[DATA FOR THE TASK Boundary: Start]
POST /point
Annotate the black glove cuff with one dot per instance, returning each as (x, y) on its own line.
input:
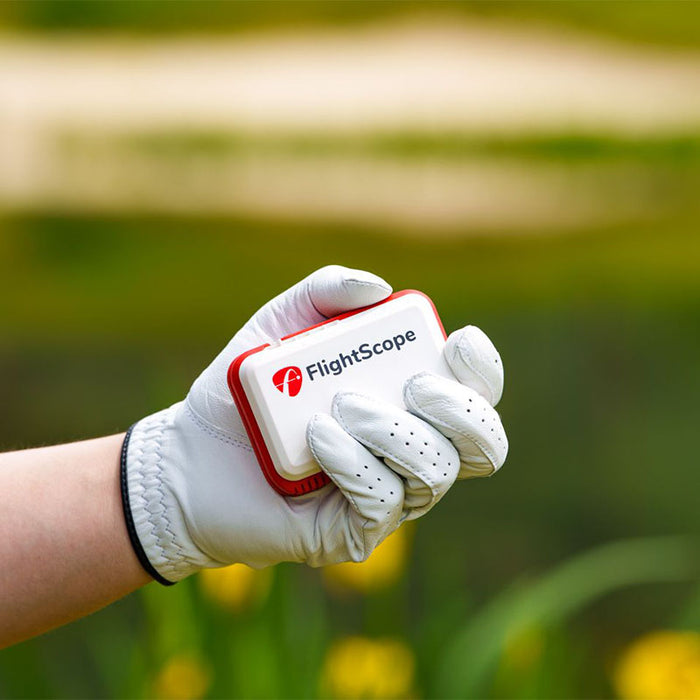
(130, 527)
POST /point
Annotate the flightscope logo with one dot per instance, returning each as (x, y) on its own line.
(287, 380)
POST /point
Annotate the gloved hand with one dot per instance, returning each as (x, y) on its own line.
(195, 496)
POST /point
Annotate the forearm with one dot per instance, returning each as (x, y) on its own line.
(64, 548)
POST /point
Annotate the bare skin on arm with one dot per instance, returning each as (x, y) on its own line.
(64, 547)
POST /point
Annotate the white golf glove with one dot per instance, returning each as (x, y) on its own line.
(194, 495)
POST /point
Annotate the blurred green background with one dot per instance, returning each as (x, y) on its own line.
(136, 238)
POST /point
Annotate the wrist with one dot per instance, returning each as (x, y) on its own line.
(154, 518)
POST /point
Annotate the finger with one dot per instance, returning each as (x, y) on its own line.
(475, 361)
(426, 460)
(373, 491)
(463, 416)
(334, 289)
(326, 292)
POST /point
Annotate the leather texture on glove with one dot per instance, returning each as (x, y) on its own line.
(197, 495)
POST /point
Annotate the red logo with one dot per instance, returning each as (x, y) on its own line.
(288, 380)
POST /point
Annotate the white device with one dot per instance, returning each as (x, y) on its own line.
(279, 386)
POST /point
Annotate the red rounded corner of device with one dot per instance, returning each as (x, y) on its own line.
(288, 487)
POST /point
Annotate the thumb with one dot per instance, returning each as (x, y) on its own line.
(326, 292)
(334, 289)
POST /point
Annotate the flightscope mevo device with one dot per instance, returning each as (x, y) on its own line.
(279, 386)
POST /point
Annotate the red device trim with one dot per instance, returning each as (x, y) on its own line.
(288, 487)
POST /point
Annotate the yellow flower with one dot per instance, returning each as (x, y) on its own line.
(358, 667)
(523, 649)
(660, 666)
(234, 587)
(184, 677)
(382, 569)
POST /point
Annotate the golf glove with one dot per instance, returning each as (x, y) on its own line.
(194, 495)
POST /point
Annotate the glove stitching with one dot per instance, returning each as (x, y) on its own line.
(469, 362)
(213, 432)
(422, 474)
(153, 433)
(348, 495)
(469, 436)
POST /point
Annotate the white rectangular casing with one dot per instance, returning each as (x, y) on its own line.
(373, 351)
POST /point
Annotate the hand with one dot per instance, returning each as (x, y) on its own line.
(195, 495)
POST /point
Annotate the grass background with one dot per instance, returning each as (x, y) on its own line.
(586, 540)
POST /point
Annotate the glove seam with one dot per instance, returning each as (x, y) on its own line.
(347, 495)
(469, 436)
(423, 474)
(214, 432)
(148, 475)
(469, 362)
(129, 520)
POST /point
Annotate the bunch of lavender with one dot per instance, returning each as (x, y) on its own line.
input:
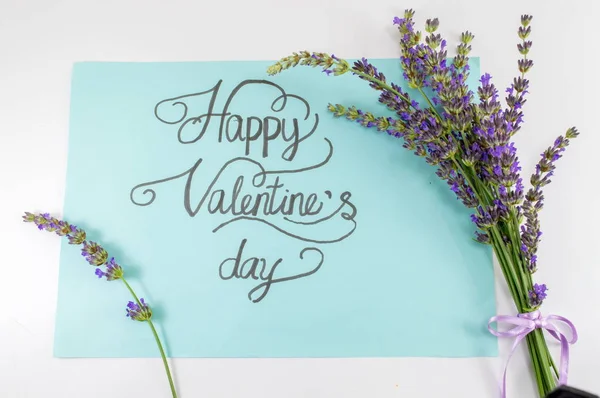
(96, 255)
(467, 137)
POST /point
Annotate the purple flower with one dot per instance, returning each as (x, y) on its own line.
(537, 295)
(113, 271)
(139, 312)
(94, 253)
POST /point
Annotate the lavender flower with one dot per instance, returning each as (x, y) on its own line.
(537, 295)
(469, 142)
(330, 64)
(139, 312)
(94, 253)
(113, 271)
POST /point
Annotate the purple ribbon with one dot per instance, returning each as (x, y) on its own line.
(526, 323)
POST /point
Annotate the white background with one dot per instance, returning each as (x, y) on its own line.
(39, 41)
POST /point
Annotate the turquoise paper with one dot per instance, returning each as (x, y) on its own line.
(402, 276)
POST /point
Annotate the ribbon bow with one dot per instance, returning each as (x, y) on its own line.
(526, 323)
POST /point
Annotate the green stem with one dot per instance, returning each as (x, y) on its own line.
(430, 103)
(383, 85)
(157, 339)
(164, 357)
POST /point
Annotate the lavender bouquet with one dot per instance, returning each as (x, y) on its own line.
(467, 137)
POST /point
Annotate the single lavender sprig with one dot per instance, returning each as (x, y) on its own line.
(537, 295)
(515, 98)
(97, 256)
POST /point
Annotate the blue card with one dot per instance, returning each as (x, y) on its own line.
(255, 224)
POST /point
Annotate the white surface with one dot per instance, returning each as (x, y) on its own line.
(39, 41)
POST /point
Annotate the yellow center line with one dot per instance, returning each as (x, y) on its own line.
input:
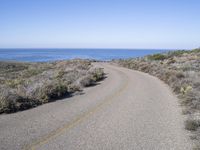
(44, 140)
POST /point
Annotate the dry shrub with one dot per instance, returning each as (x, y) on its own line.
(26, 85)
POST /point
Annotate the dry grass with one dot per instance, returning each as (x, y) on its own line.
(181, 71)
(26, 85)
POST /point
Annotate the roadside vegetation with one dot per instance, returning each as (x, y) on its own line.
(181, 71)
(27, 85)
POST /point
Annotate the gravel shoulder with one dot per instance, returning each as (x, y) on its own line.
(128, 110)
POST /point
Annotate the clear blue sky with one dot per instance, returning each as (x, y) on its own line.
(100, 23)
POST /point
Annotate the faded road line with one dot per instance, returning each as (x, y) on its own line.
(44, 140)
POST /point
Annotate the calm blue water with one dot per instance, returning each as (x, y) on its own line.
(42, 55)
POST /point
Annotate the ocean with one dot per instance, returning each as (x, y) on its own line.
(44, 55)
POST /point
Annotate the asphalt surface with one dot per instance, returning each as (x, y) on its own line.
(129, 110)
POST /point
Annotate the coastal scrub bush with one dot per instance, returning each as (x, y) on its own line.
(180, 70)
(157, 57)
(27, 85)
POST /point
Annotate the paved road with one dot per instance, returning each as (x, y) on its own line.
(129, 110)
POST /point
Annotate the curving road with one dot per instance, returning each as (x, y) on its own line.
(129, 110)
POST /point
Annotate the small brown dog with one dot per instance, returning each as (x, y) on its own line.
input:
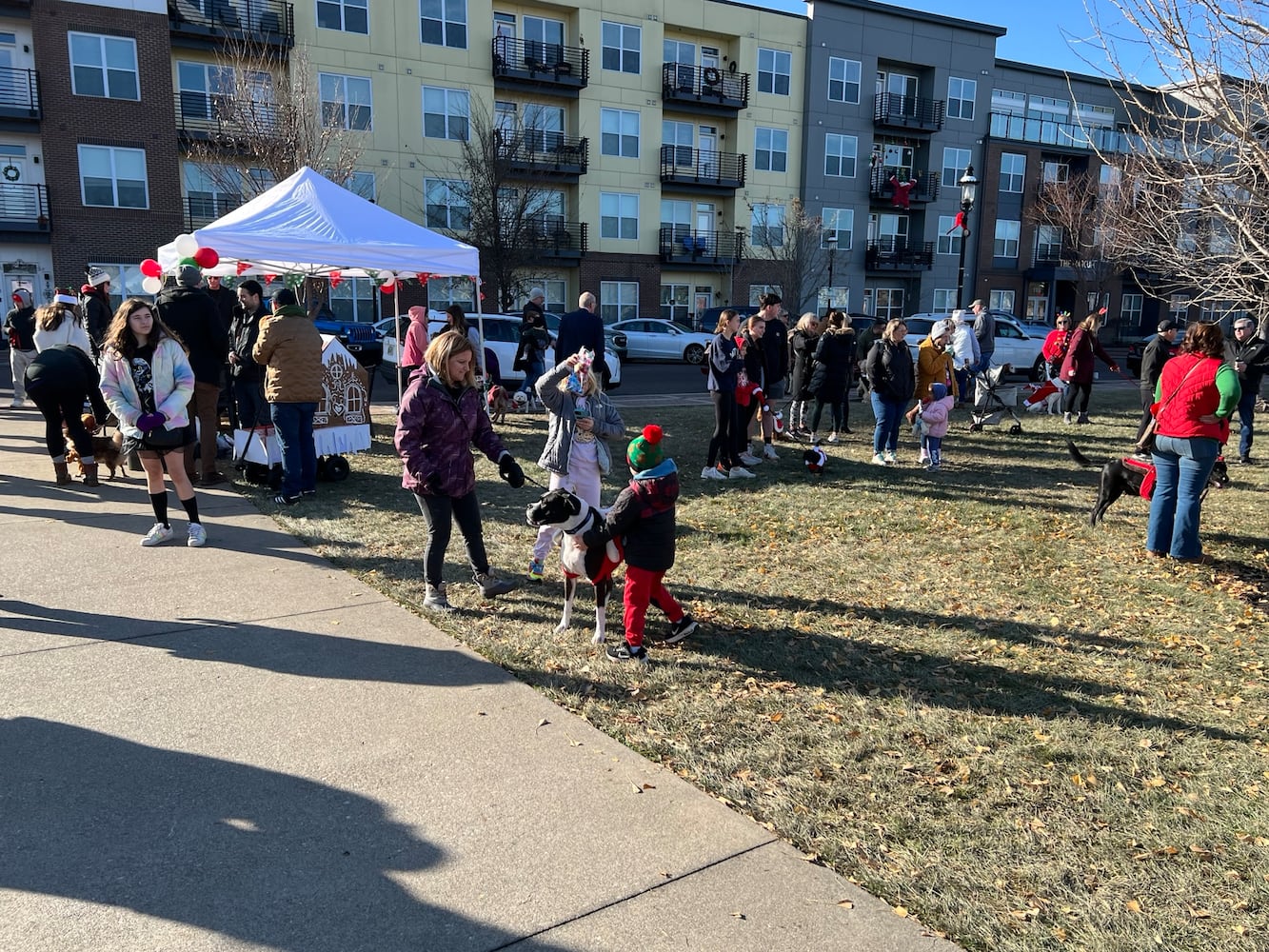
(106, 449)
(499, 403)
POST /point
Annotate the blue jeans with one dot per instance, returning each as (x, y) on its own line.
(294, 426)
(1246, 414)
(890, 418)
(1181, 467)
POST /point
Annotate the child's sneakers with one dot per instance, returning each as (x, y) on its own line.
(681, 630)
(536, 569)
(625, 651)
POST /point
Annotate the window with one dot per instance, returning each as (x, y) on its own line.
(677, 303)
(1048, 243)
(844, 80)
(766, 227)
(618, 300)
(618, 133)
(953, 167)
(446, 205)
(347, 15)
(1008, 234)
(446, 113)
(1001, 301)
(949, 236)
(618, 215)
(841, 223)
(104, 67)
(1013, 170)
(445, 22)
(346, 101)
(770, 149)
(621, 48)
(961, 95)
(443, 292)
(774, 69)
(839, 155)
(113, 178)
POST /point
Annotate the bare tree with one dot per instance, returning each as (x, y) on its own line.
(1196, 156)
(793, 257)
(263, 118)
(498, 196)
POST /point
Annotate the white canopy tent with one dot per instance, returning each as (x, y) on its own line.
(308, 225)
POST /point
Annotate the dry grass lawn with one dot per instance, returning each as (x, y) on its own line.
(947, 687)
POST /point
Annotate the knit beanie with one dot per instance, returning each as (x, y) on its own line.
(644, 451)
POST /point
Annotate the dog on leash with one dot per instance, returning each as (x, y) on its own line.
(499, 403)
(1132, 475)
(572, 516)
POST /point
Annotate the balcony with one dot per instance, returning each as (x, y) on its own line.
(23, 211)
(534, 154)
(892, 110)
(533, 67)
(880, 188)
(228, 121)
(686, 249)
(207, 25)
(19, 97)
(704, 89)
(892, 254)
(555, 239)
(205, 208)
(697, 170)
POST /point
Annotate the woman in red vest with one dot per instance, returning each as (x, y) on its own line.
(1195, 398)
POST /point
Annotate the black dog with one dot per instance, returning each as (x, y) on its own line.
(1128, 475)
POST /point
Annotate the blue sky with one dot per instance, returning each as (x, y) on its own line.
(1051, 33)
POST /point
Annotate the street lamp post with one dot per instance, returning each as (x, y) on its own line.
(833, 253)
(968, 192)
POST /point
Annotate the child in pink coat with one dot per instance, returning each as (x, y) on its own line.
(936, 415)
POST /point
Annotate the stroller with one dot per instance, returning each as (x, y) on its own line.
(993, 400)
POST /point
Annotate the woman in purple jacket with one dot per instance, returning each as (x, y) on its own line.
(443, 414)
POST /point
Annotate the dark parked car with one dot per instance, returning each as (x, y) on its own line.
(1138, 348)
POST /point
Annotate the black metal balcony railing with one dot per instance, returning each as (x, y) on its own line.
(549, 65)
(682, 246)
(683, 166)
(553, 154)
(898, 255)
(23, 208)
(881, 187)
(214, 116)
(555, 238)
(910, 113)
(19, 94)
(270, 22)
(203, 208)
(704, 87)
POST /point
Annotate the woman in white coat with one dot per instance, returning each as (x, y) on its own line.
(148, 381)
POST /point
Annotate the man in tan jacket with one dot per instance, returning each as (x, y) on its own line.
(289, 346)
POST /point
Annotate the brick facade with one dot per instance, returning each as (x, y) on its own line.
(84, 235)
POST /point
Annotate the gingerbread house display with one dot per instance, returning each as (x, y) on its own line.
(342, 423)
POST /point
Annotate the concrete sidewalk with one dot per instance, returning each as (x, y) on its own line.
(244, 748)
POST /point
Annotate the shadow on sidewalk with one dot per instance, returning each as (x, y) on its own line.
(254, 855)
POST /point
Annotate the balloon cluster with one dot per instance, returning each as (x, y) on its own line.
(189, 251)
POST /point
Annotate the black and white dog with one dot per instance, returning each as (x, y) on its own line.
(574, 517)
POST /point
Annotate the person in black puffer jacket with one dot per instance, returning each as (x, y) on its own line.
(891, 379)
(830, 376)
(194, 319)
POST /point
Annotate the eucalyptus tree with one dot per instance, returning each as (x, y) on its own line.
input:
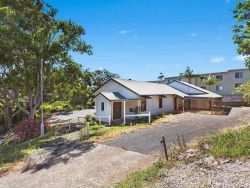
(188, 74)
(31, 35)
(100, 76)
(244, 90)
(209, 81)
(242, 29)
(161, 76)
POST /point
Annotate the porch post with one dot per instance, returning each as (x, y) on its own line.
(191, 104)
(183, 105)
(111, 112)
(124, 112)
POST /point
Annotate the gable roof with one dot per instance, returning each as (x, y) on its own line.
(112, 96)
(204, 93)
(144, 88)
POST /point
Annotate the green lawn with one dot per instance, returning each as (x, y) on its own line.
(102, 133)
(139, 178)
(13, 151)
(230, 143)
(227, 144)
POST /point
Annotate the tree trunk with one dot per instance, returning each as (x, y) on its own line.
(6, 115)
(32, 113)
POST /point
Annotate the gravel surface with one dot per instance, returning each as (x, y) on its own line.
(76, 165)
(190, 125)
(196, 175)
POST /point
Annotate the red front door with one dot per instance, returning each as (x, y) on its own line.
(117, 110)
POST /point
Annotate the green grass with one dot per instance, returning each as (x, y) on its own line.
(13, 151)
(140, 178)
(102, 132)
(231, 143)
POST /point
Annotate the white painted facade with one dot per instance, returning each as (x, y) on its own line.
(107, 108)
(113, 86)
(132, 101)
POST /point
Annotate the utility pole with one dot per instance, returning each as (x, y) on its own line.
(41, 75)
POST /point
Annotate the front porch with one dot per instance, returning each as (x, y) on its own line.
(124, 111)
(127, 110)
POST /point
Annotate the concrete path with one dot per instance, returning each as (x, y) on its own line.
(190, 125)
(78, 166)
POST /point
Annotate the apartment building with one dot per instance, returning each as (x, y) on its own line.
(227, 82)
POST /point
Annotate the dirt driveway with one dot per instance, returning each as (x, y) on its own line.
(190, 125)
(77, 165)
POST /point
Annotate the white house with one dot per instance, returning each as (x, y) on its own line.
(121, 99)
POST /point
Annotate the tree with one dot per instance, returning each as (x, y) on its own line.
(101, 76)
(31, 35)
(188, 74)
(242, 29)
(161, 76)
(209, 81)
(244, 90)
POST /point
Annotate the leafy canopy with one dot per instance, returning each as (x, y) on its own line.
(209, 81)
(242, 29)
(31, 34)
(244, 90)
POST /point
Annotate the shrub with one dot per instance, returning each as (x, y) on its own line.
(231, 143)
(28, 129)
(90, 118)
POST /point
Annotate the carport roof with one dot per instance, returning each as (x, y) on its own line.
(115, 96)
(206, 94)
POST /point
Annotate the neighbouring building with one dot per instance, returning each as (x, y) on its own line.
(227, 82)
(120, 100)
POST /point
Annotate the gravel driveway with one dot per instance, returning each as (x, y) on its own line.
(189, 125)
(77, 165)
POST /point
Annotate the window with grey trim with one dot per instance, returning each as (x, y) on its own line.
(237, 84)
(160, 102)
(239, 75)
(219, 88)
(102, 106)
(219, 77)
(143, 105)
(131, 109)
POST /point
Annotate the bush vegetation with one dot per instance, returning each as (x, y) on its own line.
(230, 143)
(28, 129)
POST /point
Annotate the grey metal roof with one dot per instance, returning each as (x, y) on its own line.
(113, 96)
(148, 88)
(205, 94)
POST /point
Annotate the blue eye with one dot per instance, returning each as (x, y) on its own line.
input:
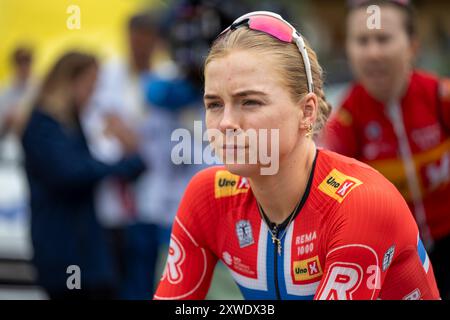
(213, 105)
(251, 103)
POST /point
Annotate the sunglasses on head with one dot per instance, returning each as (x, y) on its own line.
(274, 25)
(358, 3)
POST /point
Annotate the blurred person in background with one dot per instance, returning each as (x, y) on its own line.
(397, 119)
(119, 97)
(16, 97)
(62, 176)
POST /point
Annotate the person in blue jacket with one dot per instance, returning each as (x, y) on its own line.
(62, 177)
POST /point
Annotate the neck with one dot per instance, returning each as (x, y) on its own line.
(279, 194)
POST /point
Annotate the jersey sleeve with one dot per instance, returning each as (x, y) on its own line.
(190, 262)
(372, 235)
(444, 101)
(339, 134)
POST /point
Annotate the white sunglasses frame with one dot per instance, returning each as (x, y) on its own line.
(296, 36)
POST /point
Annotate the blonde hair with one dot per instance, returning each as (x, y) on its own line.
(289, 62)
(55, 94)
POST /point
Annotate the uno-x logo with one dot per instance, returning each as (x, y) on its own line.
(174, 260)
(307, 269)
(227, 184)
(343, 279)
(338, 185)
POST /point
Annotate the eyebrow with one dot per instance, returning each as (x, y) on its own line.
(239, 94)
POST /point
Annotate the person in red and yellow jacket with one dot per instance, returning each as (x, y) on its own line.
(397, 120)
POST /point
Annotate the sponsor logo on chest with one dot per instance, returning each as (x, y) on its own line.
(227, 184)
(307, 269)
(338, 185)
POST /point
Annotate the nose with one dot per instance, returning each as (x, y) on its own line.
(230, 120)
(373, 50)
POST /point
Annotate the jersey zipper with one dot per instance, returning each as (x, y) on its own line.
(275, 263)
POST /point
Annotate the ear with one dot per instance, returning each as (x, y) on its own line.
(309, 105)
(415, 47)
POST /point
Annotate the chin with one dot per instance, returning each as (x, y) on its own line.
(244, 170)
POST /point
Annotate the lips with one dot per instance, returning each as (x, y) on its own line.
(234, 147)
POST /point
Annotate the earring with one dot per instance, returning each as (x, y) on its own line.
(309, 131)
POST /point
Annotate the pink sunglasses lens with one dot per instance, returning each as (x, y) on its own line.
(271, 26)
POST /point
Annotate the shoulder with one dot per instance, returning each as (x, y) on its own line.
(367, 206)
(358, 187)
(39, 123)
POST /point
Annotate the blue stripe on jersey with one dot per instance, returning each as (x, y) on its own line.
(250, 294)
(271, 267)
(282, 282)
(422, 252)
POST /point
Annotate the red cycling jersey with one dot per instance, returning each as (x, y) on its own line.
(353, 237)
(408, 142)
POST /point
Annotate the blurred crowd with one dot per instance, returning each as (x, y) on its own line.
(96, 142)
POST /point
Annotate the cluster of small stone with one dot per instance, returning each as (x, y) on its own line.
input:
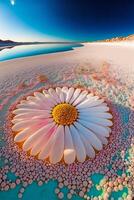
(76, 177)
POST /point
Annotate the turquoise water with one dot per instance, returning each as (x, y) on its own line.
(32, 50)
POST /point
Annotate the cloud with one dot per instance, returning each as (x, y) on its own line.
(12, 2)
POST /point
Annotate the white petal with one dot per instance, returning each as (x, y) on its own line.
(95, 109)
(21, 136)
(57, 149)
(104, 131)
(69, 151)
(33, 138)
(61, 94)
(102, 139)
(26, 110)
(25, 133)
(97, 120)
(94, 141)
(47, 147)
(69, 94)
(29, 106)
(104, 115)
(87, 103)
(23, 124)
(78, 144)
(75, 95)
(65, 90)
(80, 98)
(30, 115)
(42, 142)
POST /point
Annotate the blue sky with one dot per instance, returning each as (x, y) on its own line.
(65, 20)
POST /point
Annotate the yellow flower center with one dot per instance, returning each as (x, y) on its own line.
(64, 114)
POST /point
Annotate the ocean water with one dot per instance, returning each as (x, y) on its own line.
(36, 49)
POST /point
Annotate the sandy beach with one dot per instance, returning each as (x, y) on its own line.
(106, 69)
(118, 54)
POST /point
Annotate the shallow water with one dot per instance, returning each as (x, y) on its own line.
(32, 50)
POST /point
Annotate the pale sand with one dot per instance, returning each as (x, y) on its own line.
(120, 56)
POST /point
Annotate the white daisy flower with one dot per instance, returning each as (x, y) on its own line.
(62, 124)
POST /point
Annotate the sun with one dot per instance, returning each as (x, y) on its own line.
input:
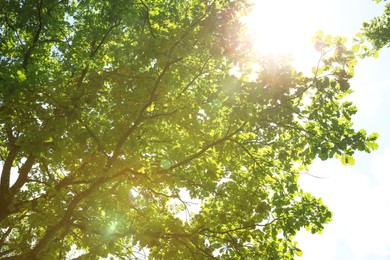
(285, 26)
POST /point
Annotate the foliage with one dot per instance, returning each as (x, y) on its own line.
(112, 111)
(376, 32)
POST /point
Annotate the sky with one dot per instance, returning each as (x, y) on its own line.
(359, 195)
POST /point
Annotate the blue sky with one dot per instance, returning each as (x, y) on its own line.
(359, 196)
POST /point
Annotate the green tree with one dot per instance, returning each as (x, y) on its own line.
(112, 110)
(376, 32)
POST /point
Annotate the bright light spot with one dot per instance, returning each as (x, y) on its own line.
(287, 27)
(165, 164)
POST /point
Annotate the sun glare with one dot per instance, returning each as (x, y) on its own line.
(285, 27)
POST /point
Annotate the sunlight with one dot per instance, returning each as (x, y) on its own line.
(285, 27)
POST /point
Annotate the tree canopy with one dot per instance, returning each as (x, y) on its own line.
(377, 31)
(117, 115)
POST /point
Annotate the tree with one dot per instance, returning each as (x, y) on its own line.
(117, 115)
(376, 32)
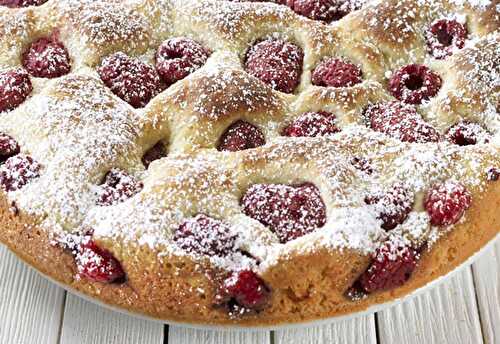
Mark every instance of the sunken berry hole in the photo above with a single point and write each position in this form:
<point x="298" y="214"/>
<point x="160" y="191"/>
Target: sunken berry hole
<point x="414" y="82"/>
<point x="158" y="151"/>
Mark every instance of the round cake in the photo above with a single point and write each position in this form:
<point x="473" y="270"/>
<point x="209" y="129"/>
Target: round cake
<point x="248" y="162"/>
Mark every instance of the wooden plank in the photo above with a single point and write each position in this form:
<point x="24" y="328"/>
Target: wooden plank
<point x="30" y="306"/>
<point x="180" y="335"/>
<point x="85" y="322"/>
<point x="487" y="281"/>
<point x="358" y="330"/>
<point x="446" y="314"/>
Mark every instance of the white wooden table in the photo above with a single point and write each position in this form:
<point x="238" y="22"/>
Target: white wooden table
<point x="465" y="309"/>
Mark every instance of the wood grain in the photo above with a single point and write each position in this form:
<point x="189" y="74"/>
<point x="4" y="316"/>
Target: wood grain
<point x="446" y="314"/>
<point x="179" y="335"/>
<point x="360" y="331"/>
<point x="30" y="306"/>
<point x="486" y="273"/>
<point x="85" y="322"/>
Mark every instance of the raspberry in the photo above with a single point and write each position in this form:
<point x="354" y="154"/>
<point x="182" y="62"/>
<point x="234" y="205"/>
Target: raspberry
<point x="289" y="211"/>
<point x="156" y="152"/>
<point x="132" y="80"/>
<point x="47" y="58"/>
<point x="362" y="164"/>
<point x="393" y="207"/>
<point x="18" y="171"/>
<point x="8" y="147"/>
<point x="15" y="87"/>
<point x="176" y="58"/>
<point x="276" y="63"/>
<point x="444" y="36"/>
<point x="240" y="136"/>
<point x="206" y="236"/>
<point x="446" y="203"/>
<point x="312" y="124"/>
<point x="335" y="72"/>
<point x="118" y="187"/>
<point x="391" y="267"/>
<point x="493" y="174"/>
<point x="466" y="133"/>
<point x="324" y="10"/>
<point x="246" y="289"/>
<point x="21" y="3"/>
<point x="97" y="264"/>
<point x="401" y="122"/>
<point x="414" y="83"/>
[DATA FOR THE TASK Boundary: End]
WORK TO COMPLETE: Answer with a number alone: how many lines of the records contain the string "small"?

RESPONSE TO THE EXERCISE: 2